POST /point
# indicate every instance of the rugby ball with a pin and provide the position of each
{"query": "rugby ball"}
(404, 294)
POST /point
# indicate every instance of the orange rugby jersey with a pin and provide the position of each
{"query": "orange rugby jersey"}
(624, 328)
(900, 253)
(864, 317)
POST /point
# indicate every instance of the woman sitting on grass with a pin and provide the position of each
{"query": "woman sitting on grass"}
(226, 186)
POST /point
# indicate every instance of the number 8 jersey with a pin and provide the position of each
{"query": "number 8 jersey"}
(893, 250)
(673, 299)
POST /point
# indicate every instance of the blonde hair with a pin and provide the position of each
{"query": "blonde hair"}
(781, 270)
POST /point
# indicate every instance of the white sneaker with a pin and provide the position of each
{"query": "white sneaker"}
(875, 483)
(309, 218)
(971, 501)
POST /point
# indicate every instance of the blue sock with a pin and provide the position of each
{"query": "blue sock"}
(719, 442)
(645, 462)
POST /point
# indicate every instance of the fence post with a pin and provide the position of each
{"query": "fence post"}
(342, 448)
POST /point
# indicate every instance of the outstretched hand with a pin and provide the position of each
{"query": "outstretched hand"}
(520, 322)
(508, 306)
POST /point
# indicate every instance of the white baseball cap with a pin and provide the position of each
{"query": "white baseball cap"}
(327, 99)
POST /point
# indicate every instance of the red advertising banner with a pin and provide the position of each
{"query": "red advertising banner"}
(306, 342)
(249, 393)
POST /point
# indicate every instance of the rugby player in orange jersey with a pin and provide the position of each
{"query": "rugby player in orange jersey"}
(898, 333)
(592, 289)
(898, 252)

■ **TASK ITEM**: Report back each line of the entries that holds the string "every".

■ **WRITTEN RESPONSE**:
# indicate every instance of the rugby ball with a pin and provide the position of each
# indicate every instance of the orange rugby jersey with a pin and provide the position of each
# indicate every instance of the woman sitting on grass with a pin and provide the position of each
# indicate every instance of the number 8 jersey with a pin and provide the position of each
# indicate every instance of the blonde hair with a pin and provide the position of each
# indicate every instance of the white sneaker with a pin and provide the position of each
# indicate every instance of the blue sock with a pin and provide the position of each
# indicate every instance of the fence post with a pin and provide the position of each
# indicate every instance of the outstretched hand with a pin and provide the position of each
# indicate every instance of the white baseball cap with a pin and provide the position of each
# indicate every instance of the red advertising banner with a pin and provide the position of each
# indicate every instance of the rugby player in orange jersey with a pin and provide the position of each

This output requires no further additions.